:: Aim ::
Change "moth leg" to "insect leg" wherever it occurs in the listing below, and reproduce every line with nothing else altered.

:: Records shown ::
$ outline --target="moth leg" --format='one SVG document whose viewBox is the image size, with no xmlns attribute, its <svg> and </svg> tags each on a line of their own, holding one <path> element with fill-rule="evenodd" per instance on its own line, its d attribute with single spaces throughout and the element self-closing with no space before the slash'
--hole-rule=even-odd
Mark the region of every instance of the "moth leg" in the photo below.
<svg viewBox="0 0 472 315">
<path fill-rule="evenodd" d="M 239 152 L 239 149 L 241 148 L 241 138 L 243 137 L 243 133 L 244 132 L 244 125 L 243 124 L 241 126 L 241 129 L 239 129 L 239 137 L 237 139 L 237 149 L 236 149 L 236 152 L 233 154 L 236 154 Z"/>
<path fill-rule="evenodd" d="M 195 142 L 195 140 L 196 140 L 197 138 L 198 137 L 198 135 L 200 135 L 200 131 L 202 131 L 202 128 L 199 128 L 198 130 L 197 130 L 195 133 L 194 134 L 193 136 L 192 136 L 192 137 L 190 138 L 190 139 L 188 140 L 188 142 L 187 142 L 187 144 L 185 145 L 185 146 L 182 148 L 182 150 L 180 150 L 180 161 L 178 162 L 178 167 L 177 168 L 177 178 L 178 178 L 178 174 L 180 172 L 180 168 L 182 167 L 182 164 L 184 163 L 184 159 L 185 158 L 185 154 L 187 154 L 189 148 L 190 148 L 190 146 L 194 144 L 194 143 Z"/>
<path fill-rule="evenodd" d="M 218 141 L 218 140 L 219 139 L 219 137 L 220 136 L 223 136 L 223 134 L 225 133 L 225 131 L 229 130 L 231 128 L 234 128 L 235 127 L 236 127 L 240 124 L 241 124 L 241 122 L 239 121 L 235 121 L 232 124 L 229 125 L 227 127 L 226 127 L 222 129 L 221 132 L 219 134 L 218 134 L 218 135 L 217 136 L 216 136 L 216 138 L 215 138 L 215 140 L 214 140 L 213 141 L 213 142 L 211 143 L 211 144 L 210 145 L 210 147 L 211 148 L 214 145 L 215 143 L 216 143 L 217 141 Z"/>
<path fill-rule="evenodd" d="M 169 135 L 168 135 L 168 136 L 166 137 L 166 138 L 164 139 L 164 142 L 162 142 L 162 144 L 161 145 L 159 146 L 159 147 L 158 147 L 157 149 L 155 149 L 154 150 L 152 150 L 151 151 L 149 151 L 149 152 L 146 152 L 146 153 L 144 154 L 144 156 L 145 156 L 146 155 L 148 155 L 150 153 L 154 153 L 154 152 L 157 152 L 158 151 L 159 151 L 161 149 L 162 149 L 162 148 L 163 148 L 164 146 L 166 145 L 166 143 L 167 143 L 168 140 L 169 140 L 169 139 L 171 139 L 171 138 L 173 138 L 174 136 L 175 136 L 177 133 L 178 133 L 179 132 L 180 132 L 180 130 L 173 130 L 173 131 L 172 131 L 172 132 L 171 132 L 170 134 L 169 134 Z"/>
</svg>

:: Reply ::
$ outline --target="insect leg" --format='one SVG document whose viewBox is the image size, with no xmlns attribute, its <svg> and </svg> tags each on a line of their own, holding one <path> element with fill-rule="evenodd" per instance on its own line, its d attribute with single spaces throughout and the element self-closing with no space before the slash'
--hole-rule=even-odd
Mark the region of every instance of the "insect leg" in the photo below.
<svg viewBox="0 0 472 315">
<path fill-rule="evenodd" d="M 239 152 L 239 149 L 241 148 L 241 138 L 243 137 L 243 133 L 244 132 L 244 125 L 243 124 L 241 126 L 241 129 L 239 129 L 239 137 L 237 139 L 237 149 L 236 149 L 236 152 L 233 154 L 236 154 Z"/>
<path fill-rule="evenodd" d="M 195 142 L 195 140 L 196 140 L 197 138 L 198 137 L 198 135 L 200 135 L 200 131 L 202 131 L 202 128 L 199 128 L 198 130 L 197 130 L 195 133 L 194 134 L 193 136 L 192 136 L 192 137 L 190 138 L 190 139 L 188 140 L 188 142 L 187 142 L 187 144 L 185 145 L 185 146 L 182 148 L 182 150 L 180 150 L 180 161 L 178 162 L 178 167 L 177 168 L 177 178 L 178 178 L 178 174 L 180 172 L 180 168 L 182 167 L 182 164 L 184 163 L 184 159 L 185 158 L 185 154 L 187 154 L 189 148 L 190 148 L 190 146 L 194 144 L 194 143 Z"/>
<path fill-rule="evenodd" d="M 218 141 L 218 140 L 219 139 L 219 137 L 220 136 L 223 136 L 223 134 L 225 133 L 225 131 L 229 130 L 231 128 L 234 128 L 235 127 L 236 127 L 240 124 L 241 124 L 241 122 L 239 121 L 235 121 L 232 124 L 229 125 L 227 127 L 226 127 L 222 129 L 221 132 L 219 134 L 218 134 L 218 135 L 217 136 L 216 136 L 216 138 L 215 138 L 215 140 L 214 140 L 213 141 L 213 142 L 211 143 L 211 144 L 210 145 L 210 147 L 211 148 L 214 145 L 215 143 L 216 143 L 217 141 Z"/>
<path fill-rule="evenodd" d="M 169 135 L 168 135 L 168 136 L 166 137 L 166 138 L 164 139 L 164 142 L 162 142 L 162 144 L 161 145 L 159 146 L 159 147 L 158 147 L 157 149 L 155 149 L 154 150 L 152 150 L 151 151 L 149 151 L 149 152 L 146 152 L 146 153 L 144 154 L 144 156 L 145 156 L 146 155 L 148 155 L 150 153 L 154 153 L 154 152 L 157 152 L 158 151 L 159 151 L 161 149 L 162 149 L 162 148 L 163 148 L 164 146 L 166 145 L 166 143 L 167 143 L 168 140 L 169 140 L 169 139 L 171 139 L 171 138 L 173 138 L 174 136 L 175 136 L 177 133 L 178 133 L 179 132 L 180 132 L 180 130 L 173 130 L 173 131 L 172 131 L 172 132 L 171 132 L 170 134 L 169 134 Z"/>
</svg>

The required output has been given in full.